━━━ TESTO ESTRATTO

GRAMMATICHE DELLA LIBERTÀ

Vorrei cominciare richiamando l’attenzione su un fatto ricorrente, che accompagna il destino di tutti i termini importanti dei nostri vocabolari di moralità e politica. Quei termini cui vale la pena di dedicare le voci di un possibile lessico civile, etico e politico. Il fatto è più o meno il seguente: termini come “libertà” o “democrazia”, “giustizia” o “tolleranza”, “tirannia”, “rispetto” o “laicità” si possono considerare al centro di un’essenziale varietà di discorsi che, nello spazio e nel tempo, hanno scopi, natura e interessi differenti e, a volte, confliggenti.1
Nel nostro caso: il fantasma della libertà ha il suo alone e il suo corteo variegato di discorsi e narrazioni. In parole povere: si parla, si è parlato e presumibilmente si continuerà a parlare di libertà in tanti sensi diversi, nello spazio e nel tempo. Se ci chiediamo com’è fatto un discorso a proposito della libertà, possiamo rispondere così: ogni discorso sulla libertà connette a suo modo la libertà con qualche altra cosa. Connette la libertà con l’uguaglianza, con l’efficienza, con la sicurezza, con la solidarietà, con la giustizia. Ogni discorso a proposito della libertà identifica un particolare concetto di libertà, distinguendolo da altri. Libertà positiva e negativa, libertà come autonomia e autorealizzazione delle persone, libertà dalla paura e dal bisogno, libertà come indipendenza individuale, e così via. Ogni discorso a proposito della libertà definisce in tal modo lo spazio delle relazioni e delle tensioni fra la libertà e altri termini che – nel nostro lessico civile, etico e politico – sono protagonisti nei nostri modi di pensare, descrivere, valutare, commentare, lodare o biasimare i mutevoli modi della convivenza, l’assetto delle istituzioni politiche di sfondo e la natura delle nostre pratiche sociali.

━━━━━━
━━━ VOCI FORNITE

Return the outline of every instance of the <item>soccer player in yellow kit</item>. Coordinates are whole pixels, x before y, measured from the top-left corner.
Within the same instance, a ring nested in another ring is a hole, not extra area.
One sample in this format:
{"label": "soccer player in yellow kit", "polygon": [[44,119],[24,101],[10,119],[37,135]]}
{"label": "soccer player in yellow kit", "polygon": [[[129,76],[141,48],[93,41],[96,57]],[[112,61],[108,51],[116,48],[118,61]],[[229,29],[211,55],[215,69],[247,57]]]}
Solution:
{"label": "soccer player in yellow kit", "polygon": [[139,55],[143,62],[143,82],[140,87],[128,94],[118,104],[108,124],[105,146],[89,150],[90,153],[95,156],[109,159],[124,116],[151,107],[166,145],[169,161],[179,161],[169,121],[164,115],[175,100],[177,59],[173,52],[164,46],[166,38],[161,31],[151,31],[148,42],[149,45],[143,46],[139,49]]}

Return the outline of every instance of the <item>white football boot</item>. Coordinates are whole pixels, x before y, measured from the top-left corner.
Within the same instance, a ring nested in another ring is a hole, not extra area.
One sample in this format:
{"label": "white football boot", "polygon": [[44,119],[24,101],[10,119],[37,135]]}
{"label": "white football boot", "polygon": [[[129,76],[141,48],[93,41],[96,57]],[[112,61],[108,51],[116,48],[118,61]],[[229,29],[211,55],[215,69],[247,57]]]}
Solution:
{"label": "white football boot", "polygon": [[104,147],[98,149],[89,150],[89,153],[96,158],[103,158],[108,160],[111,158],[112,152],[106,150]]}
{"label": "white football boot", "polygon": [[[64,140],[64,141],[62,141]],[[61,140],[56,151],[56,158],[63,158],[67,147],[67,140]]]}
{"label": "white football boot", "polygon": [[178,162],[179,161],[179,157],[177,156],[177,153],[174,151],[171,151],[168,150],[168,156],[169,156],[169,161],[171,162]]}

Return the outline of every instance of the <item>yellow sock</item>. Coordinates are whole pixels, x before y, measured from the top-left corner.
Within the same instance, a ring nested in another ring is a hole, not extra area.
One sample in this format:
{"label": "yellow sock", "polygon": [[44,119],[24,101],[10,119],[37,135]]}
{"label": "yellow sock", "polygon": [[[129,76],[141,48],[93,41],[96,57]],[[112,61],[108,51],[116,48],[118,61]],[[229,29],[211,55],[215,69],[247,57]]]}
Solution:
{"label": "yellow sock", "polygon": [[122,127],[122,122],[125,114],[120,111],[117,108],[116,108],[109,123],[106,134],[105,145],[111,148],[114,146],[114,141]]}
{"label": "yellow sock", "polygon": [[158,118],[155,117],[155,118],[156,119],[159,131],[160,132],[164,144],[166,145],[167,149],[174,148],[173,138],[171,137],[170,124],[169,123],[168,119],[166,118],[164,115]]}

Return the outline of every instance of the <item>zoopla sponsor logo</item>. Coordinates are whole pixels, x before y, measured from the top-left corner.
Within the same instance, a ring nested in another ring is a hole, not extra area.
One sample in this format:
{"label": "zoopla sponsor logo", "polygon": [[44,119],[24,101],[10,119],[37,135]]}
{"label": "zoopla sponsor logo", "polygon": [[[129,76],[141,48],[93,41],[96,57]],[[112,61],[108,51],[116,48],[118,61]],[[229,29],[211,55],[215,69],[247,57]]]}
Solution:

━━━━━━

• _CONSEGNA_
Secondo il testo sulla libertà, che cosa fa "a suo modo" ogni discorso sulla libertà? Le voci non hanno alcun legame con il testo sulla libertà.

• _SOLUZIONE_
Connette la libertà con qualche altra cosa.